Set down the whole listing verbatim.
* Begin MATERIAL PROVIDED *
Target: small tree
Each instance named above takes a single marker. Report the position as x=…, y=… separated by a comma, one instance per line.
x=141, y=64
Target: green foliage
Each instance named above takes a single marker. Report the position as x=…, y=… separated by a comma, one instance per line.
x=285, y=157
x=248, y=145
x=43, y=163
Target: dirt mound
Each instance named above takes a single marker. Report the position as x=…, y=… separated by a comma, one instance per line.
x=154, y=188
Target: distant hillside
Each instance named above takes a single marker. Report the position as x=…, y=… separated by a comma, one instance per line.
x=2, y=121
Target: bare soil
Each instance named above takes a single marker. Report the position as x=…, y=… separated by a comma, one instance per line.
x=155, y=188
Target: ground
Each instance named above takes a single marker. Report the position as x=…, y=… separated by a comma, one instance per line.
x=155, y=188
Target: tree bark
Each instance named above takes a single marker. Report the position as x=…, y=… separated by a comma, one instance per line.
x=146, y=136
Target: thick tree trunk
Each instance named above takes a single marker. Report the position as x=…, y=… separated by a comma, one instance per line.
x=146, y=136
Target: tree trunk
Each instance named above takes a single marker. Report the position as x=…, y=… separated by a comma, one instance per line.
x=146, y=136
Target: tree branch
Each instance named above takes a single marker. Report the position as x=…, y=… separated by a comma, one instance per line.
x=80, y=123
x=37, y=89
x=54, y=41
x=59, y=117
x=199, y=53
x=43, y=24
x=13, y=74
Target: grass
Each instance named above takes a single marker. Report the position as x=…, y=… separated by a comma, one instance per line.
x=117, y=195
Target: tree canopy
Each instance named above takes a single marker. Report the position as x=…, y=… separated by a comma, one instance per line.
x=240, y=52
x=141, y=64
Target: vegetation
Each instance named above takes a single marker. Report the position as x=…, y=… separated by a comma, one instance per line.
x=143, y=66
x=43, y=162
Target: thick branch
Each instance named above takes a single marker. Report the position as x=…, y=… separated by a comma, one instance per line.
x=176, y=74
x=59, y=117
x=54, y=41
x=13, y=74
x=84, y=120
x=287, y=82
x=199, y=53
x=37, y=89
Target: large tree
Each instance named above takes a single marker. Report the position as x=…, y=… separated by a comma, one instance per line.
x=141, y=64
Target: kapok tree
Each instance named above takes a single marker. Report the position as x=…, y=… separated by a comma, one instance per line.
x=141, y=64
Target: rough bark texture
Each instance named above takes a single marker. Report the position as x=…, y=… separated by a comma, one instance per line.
* End MATERIAL PROVIDED *
#### RESPONSE TO THIS TASK
Target: small tree
Each instance named above takes a single marker. Report the position as x=…, y=… separated by a comma, one instance per line.
x=141, y=64
Target: green foliage
Each instance named above takes a single marker. Report the position as x=…, y=… separated by a comma, one instance per line.
x=285, y=157
x=248, y=145
x=43, y=163
Target: dirt mound
Each instance named above takes a single marker. Report the position as x=…, y=… separated by a comma, one instance per line.
x=154, y=188
Target: distant hillside
Each instance named above takes a single marker. Report the position as x=…, y=… separated by a comma, one instance per line.
x=2, y=121
Target: bare soil
Each instance named above takes a single marker. Report the position as x=…, y=… separated by a comma, one instance per line.
x=155, y=188
Target: ground
Each instance named above takes a single marker. Report the position as x=…, y=… separated by a comma, one instance per line.
x=155, y=188
Target: tree bark
Each instance named above takes a single marker. Report the position as x=…, y=… separated by a comma, one instance per line.
x=146, y=136
Target: thick tree trunk
Each instance named above takes a single marker. Report the position as x=…, y=… separated by a comma, one instance per line.
x=146, y=136
Target: tree trunk
Each instance named above takes a single marker. Report the position as x=…, y=… separated by a comma, one instance per line.
x=146, y=136
Target: tree branch
Each instance named above takes a single marker. Report the position as x=…, y=… separated by a comma, one instance per line.
x=80, y=123
x=37, y=89
x=54, y=41
x=59, y=117
x=199, y=53
x=43, y=24
x=13, y=74
Target: grass
Each instance named above takes a single marker. Report the position as x=…, y=… separated by a comma, one instance per line.
x=117, y=195
Target: tree canopy
Each instance named above takes a single marker. Report the position as x=…, y=… separated by a comma, one instance per line.
x=240, y=52
x=141, y=64
Target: vegetation
Each instance named above takes a single marker. Report the position as x=…, y=… separated by a comma, one instance per line.
x=143, y=66
x=43, y=162
Target: thick branch
Each instance named above takes a single marker. Report the position as x=…, y=… separated by a comma, one instance per line.
x=176, y=74
x=59, y=117
x=54, y=41
x=13, y=74
x=84, y=120
x=287, y=82
x=199, y=53
x=37, y=89
Target: large tree
Each instance named above takes a single marker. Report the position as x=…, y=… separated by a comma, one instance per line.
x=141, y=64
Target: kapok tree
Each instance named above takes a single marker. Report the position as x=…, y=… separated by a comma, one instance per line.
x=141, y=64
Target: rough bark texture
Each instance named above takes a single marker. Report the position as x=…, y=… separated by a comma, one instance per line.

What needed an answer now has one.